◆ Do this ◆
Rewrite the listing with "sweatshirt" replaced by "hoodie" and every other word left as it is.

◆ Supplied material ◆
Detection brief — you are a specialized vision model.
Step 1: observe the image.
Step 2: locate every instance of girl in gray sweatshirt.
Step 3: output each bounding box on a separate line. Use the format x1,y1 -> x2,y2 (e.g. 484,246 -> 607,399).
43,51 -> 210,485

◆ Exercise answer ◆
Detection brief — you are a specialized vision model.
Step 1: observe the image.
Step 2: locate every instance of girl in gray hoodie.
Step 3: output each bounding box on a separate line. Use the format x1,y1 -> x2,y2 (e.g. 484,246 -> 607,399).
43,51 -> 210,485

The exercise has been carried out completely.